[Pointing dataset excerpts]
<<<<

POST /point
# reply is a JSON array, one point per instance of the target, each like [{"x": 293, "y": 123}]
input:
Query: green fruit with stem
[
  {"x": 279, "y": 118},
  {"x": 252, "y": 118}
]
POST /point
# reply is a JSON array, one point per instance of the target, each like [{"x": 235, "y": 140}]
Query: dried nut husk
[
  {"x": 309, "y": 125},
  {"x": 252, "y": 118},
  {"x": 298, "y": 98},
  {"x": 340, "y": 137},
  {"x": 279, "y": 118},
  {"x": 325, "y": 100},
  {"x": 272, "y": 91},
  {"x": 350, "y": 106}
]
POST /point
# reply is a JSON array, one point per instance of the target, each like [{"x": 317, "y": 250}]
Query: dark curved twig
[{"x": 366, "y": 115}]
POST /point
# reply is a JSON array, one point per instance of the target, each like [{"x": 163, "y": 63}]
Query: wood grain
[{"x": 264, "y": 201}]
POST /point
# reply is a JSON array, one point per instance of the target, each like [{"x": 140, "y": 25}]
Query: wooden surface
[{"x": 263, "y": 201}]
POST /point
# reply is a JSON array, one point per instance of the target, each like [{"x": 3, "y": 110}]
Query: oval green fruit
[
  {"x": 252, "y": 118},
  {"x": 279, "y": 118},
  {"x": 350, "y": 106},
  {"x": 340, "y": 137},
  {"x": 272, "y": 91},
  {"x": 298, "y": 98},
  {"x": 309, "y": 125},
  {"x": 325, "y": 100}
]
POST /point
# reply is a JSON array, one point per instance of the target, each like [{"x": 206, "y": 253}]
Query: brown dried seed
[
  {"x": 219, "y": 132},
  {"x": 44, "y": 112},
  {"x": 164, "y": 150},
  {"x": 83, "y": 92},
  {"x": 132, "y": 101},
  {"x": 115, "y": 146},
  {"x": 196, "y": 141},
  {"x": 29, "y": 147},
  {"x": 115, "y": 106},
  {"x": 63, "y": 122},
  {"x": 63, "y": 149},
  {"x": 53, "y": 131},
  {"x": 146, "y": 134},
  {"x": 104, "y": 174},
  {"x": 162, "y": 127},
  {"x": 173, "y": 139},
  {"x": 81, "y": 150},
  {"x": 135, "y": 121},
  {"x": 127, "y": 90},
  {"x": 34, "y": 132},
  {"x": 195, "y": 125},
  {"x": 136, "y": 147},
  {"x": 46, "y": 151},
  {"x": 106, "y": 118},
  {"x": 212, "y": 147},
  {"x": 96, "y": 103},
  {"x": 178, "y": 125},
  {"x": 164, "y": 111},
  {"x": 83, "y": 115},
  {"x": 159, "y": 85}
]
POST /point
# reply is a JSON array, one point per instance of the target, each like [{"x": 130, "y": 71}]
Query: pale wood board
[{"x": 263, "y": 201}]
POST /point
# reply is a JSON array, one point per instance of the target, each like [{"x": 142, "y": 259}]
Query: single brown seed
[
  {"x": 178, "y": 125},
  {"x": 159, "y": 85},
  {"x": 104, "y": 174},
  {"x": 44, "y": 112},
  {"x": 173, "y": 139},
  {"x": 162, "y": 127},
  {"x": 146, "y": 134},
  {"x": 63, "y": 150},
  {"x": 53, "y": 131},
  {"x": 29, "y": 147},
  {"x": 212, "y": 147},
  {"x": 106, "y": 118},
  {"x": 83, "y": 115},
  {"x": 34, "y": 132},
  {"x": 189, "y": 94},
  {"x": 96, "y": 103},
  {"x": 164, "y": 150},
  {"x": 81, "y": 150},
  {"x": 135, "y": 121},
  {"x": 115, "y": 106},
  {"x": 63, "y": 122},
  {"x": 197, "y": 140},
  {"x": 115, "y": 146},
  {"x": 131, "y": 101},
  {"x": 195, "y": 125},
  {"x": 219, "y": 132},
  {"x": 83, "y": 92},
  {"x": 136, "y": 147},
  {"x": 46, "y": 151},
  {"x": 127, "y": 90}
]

>>>>

### [PROBLEM DETAILS]
Please repeat all the records above exactly as they appear.

### [RESPONSE TO THE TASK]
POST /point
# reply is a JSON array, one point per instance of the target, each like [{"x": 293, "y": 123}]
input:
Query: green fruit with stem
[
  {"x": 279, "y": 118},
  {"x": 252, "y": 118}
]
POST /point
# reply is a JSON array, one point per instance of the target, each like [{"x": 235, "y": 140}]
Query: dried nut husk
[
  {"x": 309, "y": 125},
  {"x": 252, "y": 118},
  {"x": 298, "y": 98},
  {"x": 340, "y": 137},
  {"x": 279, "y": 118},
  {"x": 325, "y": 100},
  {"x": 272, "y": 91},
  {"x": 350, "y": 106}
]
POST /point
# reply is a JSON array, one point per instance of the target, each like [{"x": 317, "y": 250}]
Query: dark curved twig
[{"x": 366, "y": 115}]
POST /point
# reply is a JSON array, one point per instance of the target, each like [{"x": 163, "y": 63}]
Query: wood grain
[{"x": 264, "y": 201}]
POST /point
# reply is a JSON array, one point per instance of the target, each like [{"x": 140, "y": 25}]
Query: wooden surface
[{"x": 263, "y": 201}]
POST /point
# reply is a JSON array, one point per instance of the target, each like [{"x": 3, "y": 110}]
Query: oval green fruit
[
  {"x": 252, "y": 118},
  {"x": 279, "y": 118},
  {"x": 350, "y": 106},
  {"x": 340, "y": 137},
  {"x": 272, "y": 91},
  {"x": 298, "y": 98},
  {"x": 309, "y": 125},
  {"x": 325, "y": 100}
]
POST /point
# reply is a JSON array, one point per instance of the target, each like [{"x": 206, "y": 253}]
Query: brown dried seed
[
  {"x": 219, "y": 132},
  {"x": 44, "y": 112},
  {"x": 164, "y": 150},
  {"x": 83, "y": 92},
  {"x": 132, "y": 101},
  {"x": 115, "y": 146},
  {"x": 196, "y": 141},
  {"x": 29, "y": 147},
  {"x": 115, "y": 106},
  {"x": 63, "y": 122},
  {"x": 63, "y": 149},
  {"x": 53, "y": 131},
  {"x": 146, "y": 134},
  {"x": 104, "y": 174},
  {"x": 162, "y": 127},
  {"x": 173, "y": 139},
  {"x": 81, "y": 150},
  {"x": 135, "y": 121},
  {"x": 127, "y": 90},
  {"x": 34, "y": 132},
  {"x": 195, "y": 125},
  {"x": 136, "y": 147},
  {"x": 46, "y": 151},
  {"x": 106, "y": 118},
  {"x": 212, "y": 147},
  {"x": 96, "y": 103},
  {"x": 178, "y": 125},
  {"x": 164, "y": 111},
  {"x": 83, "y": 115},
  {"x": 159, "y": 85}
]
POST /point
# reply is a JSON array, one point per instance of the target, each like [{"x": 130, "y": 71}]
Query: pale wood board
[{"x": 263, "y": 201}]
POST /point
# reply is a JSON array, one point per instance of the target, each like [{"x": 142, "y": 259}]
Query: single brown seed
[
  {"x": 178, "y": 125},
  {"x": 159, "y": 85},
  {"x": 104, "y": 174},
  {"x": 44, "y": 112},
  {"x": 173, "y": 139},
  {"x": 162, "y": 127},
  {"x": 146, "y": 134},
  {"x": 63, "y": 150},
  {"x": 53, "y": 131},
  {"x": 29, "y": 147},
  {"x": 212, "y": 147},
  {"x": 106, "y": 118},
  {"x": 83, "y": 115},
  {"x": 34, "y": 132},
  {"x": 189, "y": 94},
  {"x": 96, "y": 103},
  {"x": 164, "y": 150},
  {"x": 81, "y": 150},
  {"x": 135, "y": 121},
  {"x": 115, "y": 106},
  {"x": 63, "y": 122},
  {"x": 197, "y": 140},
  {"x": 115, "y": 146},
  {"x": 131, "y": 101},
  {"x": 195, "y": 125},
  {"x": 219, "y": 132},
  {"x": 83, "y": 92},
  {"x": 136, "y": 147},
  {"x": 46, "y": 151},
  {"x": 127, "y": 90}
]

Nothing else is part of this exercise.